> Task
Take every record and write it out again exactly, with no images included.

[Dataset items]

____________

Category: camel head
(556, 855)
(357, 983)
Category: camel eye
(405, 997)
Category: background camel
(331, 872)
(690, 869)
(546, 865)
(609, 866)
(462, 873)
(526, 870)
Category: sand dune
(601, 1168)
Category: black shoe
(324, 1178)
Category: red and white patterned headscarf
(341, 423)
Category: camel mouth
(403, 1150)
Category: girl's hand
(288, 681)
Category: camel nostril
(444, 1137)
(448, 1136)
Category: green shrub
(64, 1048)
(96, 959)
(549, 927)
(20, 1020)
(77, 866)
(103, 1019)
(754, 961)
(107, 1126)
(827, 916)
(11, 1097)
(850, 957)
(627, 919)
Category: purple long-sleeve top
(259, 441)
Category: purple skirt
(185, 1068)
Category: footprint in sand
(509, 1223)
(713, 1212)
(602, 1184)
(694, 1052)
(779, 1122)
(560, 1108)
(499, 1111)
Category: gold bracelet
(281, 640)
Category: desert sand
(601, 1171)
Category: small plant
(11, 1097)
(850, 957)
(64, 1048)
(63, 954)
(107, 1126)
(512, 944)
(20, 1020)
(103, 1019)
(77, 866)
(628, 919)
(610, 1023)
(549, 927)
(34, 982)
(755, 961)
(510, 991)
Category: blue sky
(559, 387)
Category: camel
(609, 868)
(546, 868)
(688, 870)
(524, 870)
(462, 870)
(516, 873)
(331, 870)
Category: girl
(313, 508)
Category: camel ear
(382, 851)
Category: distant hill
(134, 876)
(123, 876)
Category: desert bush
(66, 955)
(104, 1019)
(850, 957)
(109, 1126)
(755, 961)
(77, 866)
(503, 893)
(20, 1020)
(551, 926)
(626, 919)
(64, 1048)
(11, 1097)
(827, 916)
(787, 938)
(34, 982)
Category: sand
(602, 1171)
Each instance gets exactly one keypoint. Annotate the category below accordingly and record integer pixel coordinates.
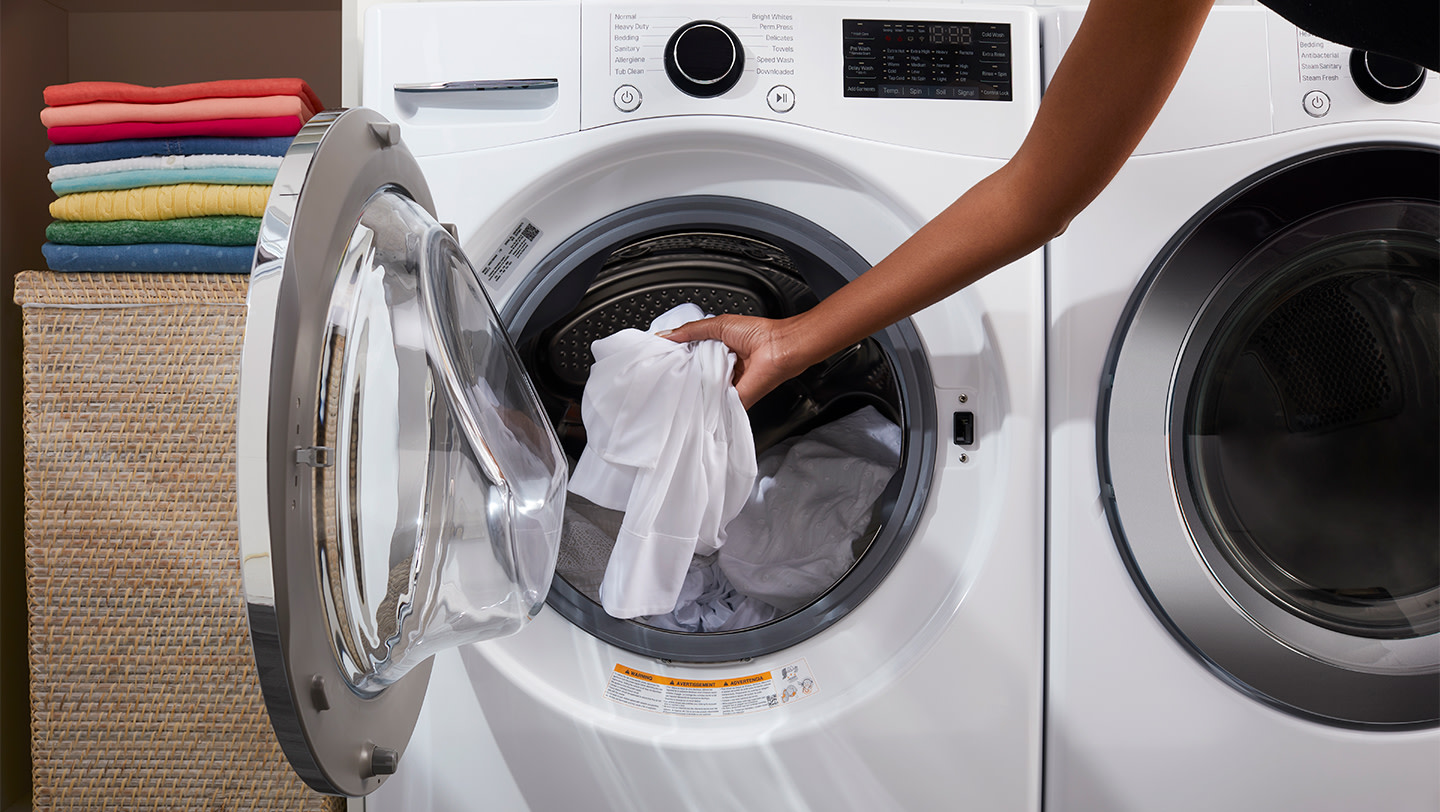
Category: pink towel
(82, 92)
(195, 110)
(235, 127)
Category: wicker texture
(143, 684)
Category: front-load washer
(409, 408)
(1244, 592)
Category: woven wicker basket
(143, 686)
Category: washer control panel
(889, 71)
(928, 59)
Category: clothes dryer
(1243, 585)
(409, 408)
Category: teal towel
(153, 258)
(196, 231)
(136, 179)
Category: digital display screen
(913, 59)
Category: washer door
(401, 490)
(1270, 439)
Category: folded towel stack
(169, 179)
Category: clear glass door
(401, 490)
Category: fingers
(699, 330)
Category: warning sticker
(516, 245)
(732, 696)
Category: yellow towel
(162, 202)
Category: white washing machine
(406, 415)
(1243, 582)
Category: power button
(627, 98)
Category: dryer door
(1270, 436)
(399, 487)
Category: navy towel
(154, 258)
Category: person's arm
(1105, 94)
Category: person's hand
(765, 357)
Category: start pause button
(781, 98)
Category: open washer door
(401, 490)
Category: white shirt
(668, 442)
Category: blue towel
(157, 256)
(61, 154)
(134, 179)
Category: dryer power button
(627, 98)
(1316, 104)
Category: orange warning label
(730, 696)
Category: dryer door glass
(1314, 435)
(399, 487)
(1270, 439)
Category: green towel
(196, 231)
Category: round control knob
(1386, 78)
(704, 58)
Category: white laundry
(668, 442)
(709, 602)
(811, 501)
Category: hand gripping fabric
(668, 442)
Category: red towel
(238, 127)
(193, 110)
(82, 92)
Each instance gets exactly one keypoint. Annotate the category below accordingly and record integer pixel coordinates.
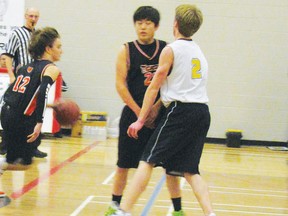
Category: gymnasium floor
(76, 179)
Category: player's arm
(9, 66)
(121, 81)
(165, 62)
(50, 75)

____________

> Task result
Category: camel head
(556, 855)
(357, 983)
Category: camel eye
(405, 997)
Category: background camel
(331, 872)
(690, 869)
(546, 865)
(609, 866)
(462, 873)
(526, 870)
Category: sand dune
(601, 1168)
Category: black shoe
(324, 1178)
Category: red and white patterned headscarf
(341, 423)
Category: camel mouth
(403, 1150)
Category: girl's hand
(288, 681)
Category: camel nostril
(444, 1137)
(448, 1136)
Category: green shrub
(64, 1048)
(96, 959)
(549, 927)
(20, 1020)
(77, 866)
(103, 1019)
(754, 961)
(107, 1126)
(827, 916)
(11, 1097)
(850, 957)
(627, 919)
Category: purple long-sleeve top
(259, 441)
Category: purple skirt
(185, 1068)
Category: footprint in sand
(509, 1223)
(713, 1212)
(602, 1184)
(694, 1052)
(779, 1122)
(560, 1108)
(499, 1111)
Category: gold bracelet
(281, 640)
Category: desert sand
(601, 1171)
Category: small plant
(11, 1097)
(850, 957)
(64, 1048)
(63, 954)
(107, 1126)
(512, 944)
(20, 1020)
(103, 1019)
(77, 866)
(628, 919)
(610, 1023)
(549, 927)
(34, 982)
(755, 961)
(510, 991)
Category: blue sky
(559, 387)
Category: camel
(609, 868)
(546, 868)
(688, 870)
(524, 870)
(462, 870)
(516, 873)
(331, 870)
Category: girl
(313, 508)
Category: camel ear
(382, 851)
Category: distant hill
(134, 876)
(123, 876)
Category: desert bush
(66, 955)
(104, 1019)
(850, 957)
(109, 1126)
(755, 961)
(77, 866)
(503, 893)
(20, 1020)
(551, 926)
(626, 919)
(64, 1048)
(11, 1097)
(827, 916)
(787, 938)
(34, 982)
Category: sand
(602, 1171)
Each instance gets exactly one keypoint. Annotate the category below accordingly and record integer pixel coordinates.
Category: pink towel
(82, 92)
(195, 110)
(235, 127)
Category: wicker texture
(143, 684)
Category: front-load washer
(409, 408)
(1244, 592)
Category: woven wicker basket
(143, 686)
Category: washer control panel
(889, 71)
(928, 59)
Category: clothes dryer
(1243, 585)
(409, 408)
Category: teal towel
(153, 258)
(196, 231)
(136, 179)
Category: digital display screen
(913, 59)
Category: washer door
(401, 490)
(1270, 439)
Category: folded towel stack
(169, 179)
Category: clear glass door
(401, 490)
Category: fingers
(699, 330)
Category: warning sticker
(516, 245)
(732, 696)
Category: yellow towel
(162, 202)
Category: white washing machine
(406, 415)
(1243, 582)
Category: power button
(627, 98)
Category: dryer door
(1270, 436)
(399, 487)
Category: navy towel
(154, 258)
Category: person's arm
(1105, 94)
Category: person's hand
(765, 357)
Category: start pause button
(781, 98)
Category: open washer door
(401, 490)
Category: white shirt
(668, 442)
Category: blue towel
(157, 256)
(61, 154)
(134, 179)
Category: dryer power button
(627, 98)
(1316, 104)
Category: orange warning label
(730, 696)
Category: dryer door glass
(1314, 435)
(399, 487)
(1270, 439)
Category: green towel
(196, 231)
Category: round control knob
(1386, 78)
(704, 58)
Category: white laundry
(668, 442)
(709, 602)
(811, 501)
Category: hand gripping fabric
(668, 442)
Category: red towel
(238, 127)
(193, 110)
(82, 92)
Each instance gets exactly one keypoint. Annotate the category below accordingly and record integer pixel coordinates.
Category: gymnasium floor
(76, 179)
Category: player's arm
(9, 66)
(121, 81)
(165, 62)
(50, 75)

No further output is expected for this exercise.